▶ Task prompt: In the court opinion excerpt, under which court rule does the defendant say her motion for a directed verdict should have been treated as a motion for involuntary dismissal?

▶ Quoted text:
□ □ □
Next defendant argues that the trial court should have treated her motion for a directed
verdict as a motion for involuntary dismissal pursuant to MCR 2.504(B)(2). Defendant contends
the motion should have been granted since plaintiffs did not show that they were entitled to relief
by providing sufficient evidence to support their claims. This Court reviews a trial court’s
ultimate decision on a motion for involuntary dismissal de novo, and reviews underlying factual
determinations for clear error. Samuel D Begola Services, Inc v Wild Bros, 210 Mich App 636,
639; 534 NW2d 217 (1995). Under MCR 2.504(B)(2), a motion for involuntary dismissal
should be granted when the court, sitting as factfinder, determines based on the facts and the law
the plaintiff has shown no right to relief. Id. Similarly, this Court reviews “the trial court’s
findings of fact in a bench trial for clear error and conduct[s] a review de novo of the court’s
conclusions of law.” Chapdelaine v Sochocki, 247 Mich App 167, 169; 635 NW2d 339 (2001).
We will determine a trial court’s findings are clearly erroneous only when we are left with a
definite and firm conviction that a mistake has been made. Wild Bros, 210 Mich App at 639.
Defendant specifically contends that there was insufficient evidence to support a
determination of fraud in the inducement. Defendant maintains that plaintiffs were not induced
by any misrepresentations; they did not act in reliance on false statements, and they were not
damaged since they would have lost all of their properties regardless of defendant’s actions
based on their financial status. According to defendant, at the time plaintiffs contacted her and
Source One Mortgage, the properties were already all in foreclosure. Defendant also argues that
the trial court erred in its determination of fraud in the execution and forgery because it did not
apply the statutory presumption of validity for notarized documents.
□ □ □
▶ Information given:

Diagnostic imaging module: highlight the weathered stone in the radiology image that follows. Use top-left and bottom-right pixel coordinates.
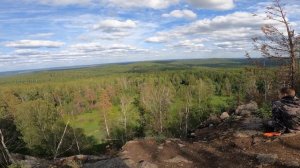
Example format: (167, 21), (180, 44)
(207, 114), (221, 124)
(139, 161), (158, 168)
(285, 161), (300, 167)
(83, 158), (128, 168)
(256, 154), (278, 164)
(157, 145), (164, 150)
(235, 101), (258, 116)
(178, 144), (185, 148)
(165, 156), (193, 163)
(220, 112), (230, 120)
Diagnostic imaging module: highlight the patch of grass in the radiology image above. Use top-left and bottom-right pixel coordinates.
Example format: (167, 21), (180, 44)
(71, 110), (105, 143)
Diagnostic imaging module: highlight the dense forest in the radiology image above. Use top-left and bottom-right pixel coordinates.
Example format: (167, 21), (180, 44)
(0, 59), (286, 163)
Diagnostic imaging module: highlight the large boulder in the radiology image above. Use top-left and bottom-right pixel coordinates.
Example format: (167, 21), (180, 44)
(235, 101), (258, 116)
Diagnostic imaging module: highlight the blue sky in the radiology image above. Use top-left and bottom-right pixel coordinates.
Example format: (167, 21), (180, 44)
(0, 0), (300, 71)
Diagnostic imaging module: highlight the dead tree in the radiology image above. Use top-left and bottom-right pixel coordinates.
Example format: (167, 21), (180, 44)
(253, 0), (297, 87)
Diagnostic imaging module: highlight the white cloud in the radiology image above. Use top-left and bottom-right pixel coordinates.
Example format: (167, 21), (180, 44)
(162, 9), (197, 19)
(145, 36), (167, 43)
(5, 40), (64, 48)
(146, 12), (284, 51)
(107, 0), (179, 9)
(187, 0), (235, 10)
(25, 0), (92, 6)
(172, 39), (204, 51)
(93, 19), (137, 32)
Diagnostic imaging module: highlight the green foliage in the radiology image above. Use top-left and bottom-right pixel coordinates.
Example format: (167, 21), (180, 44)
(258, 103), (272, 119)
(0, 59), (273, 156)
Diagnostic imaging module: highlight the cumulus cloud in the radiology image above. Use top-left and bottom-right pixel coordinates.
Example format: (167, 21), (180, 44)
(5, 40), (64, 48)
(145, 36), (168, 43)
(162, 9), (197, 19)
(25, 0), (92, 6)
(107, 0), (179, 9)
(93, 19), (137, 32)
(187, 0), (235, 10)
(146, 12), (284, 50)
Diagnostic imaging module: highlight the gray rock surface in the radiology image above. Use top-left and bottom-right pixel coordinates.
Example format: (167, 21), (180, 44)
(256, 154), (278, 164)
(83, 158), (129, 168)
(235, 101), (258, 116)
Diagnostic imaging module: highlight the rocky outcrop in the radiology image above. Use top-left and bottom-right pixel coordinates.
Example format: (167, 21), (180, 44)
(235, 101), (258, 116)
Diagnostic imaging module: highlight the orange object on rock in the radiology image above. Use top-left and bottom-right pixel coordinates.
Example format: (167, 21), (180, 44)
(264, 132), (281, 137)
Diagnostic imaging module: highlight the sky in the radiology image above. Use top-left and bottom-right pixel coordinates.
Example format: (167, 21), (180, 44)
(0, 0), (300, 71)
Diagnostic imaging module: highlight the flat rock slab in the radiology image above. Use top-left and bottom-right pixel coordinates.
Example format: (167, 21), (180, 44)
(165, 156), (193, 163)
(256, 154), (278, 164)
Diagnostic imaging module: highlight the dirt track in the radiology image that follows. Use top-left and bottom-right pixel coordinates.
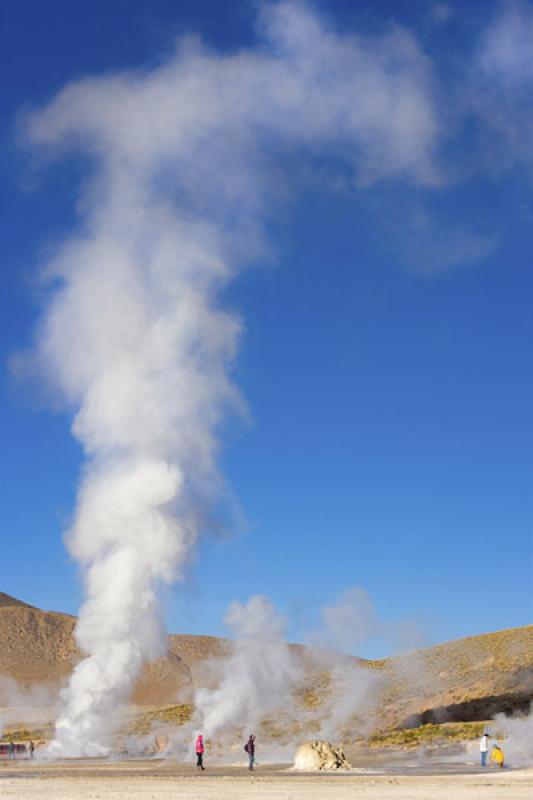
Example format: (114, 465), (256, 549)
□ □ □
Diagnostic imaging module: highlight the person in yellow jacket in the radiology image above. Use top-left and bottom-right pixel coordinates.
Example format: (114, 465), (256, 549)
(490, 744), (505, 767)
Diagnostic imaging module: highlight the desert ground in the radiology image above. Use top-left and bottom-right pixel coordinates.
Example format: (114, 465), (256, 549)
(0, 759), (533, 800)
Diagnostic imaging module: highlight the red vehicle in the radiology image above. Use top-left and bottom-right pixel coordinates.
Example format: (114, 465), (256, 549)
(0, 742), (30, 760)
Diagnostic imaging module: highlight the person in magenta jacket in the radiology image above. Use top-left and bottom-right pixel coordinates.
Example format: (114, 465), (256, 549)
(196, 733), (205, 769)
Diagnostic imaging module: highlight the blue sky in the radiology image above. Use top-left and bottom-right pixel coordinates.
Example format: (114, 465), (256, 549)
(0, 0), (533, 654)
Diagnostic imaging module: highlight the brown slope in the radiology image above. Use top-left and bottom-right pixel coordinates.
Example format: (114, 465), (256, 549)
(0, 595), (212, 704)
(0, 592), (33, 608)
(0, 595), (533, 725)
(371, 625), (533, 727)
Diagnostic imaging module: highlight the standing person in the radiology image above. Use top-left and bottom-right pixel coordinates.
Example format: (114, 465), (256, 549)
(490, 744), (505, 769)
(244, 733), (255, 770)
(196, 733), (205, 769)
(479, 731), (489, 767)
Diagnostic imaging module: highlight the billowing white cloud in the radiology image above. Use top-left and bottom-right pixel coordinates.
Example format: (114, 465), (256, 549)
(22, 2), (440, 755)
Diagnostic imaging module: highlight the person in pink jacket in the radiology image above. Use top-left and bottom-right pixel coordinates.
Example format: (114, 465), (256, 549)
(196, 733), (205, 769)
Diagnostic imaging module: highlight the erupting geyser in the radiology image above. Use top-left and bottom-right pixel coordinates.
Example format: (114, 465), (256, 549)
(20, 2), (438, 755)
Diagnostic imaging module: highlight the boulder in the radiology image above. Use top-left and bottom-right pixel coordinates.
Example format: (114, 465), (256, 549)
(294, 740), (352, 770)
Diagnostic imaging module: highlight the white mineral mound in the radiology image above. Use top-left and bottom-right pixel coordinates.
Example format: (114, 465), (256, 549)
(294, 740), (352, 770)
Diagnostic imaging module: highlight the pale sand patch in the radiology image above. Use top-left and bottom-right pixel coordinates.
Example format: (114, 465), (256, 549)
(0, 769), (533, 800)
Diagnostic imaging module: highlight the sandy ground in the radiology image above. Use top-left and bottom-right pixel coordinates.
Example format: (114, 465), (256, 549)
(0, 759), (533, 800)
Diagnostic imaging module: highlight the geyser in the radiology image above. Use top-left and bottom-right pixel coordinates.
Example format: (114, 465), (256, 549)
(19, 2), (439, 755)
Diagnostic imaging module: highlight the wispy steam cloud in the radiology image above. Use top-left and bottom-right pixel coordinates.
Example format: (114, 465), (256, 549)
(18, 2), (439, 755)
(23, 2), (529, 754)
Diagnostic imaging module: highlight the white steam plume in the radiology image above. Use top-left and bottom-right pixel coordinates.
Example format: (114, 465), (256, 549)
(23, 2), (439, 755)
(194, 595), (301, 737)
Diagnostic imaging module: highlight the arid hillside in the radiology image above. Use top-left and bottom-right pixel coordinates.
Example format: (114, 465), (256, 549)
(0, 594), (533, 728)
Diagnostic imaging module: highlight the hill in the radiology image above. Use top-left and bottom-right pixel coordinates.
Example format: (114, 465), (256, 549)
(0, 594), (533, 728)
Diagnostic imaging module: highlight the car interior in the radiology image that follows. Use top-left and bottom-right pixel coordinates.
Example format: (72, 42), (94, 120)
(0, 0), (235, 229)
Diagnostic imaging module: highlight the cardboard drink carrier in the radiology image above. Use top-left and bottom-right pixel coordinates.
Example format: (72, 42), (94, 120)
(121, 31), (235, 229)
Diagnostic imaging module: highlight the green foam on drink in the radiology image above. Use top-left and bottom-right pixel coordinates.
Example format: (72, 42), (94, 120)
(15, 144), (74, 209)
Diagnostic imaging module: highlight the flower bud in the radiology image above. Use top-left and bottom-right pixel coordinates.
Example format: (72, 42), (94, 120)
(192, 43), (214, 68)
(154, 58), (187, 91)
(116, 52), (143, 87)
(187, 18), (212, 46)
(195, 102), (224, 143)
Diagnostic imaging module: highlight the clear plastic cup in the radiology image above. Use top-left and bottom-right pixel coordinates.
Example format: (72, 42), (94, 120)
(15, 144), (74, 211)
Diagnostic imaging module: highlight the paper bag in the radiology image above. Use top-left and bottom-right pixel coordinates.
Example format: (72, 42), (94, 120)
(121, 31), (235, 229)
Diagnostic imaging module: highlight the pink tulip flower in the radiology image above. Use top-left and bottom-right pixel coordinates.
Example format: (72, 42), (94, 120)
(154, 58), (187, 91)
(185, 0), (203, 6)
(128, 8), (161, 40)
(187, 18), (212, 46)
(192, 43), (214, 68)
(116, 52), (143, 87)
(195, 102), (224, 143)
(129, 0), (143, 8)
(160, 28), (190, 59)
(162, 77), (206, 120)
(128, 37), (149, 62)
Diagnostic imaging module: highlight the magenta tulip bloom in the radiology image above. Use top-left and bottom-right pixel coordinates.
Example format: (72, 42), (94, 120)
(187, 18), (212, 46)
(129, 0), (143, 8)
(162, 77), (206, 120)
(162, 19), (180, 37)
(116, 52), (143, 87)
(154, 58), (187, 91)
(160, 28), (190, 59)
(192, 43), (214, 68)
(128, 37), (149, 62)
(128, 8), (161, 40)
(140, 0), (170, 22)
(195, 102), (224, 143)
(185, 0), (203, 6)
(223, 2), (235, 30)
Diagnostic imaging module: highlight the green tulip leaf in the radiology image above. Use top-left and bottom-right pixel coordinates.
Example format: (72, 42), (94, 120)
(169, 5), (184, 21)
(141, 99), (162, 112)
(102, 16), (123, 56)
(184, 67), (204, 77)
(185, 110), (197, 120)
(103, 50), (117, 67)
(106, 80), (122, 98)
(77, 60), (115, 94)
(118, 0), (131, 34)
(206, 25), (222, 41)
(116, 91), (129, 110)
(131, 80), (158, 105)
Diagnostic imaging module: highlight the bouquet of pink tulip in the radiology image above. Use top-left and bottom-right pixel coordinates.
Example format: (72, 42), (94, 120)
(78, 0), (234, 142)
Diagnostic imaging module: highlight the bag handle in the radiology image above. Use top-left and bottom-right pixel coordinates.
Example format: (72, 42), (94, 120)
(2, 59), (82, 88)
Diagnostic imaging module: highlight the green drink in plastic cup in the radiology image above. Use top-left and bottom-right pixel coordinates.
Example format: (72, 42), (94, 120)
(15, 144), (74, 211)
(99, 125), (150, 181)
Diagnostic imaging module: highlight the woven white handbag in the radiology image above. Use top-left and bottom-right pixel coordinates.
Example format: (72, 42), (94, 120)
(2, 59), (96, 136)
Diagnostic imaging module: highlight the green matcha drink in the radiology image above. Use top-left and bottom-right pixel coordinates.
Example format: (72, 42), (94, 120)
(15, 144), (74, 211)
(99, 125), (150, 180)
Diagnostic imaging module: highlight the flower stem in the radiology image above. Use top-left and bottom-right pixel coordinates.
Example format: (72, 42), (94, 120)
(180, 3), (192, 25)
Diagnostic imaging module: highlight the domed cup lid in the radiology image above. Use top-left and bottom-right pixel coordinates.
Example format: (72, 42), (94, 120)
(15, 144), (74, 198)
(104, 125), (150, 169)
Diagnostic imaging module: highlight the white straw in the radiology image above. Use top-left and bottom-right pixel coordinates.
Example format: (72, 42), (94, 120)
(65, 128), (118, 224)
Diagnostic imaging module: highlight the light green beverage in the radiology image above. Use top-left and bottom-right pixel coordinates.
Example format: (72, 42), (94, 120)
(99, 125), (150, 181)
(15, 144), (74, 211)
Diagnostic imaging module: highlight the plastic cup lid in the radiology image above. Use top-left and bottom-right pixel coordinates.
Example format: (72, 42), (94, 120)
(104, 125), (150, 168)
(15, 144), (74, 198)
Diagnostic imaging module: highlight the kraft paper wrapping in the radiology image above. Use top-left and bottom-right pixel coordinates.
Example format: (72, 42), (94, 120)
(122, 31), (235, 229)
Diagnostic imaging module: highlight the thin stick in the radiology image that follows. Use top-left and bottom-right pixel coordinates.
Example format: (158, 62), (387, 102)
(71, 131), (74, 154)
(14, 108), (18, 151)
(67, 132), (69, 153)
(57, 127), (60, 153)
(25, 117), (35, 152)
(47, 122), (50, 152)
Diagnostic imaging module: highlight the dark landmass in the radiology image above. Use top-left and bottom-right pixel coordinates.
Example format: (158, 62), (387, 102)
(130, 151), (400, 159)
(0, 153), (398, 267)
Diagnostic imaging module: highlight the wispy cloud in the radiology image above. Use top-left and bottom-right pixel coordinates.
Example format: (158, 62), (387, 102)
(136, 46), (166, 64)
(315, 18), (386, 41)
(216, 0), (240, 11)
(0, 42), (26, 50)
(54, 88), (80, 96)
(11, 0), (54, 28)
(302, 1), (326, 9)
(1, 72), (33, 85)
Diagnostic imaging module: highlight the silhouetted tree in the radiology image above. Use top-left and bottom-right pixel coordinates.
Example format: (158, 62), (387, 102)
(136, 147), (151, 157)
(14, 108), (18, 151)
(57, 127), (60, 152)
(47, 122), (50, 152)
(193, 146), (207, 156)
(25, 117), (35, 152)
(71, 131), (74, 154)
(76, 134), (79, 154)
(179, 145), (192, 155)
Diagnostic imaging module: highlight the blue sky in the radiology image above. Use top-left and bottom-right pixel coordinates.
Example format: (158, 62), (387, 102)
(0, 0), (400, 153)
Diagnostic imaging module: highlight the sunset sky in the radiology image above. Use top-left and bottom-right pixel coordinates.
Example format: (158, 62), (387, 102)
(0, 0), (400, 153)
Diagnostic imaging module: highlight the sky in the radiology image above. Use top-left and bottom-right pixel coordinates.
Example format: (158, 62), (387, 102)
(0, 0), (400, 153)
□ □ □
▶ Answer to this problem: MCR 2.504(B)(2)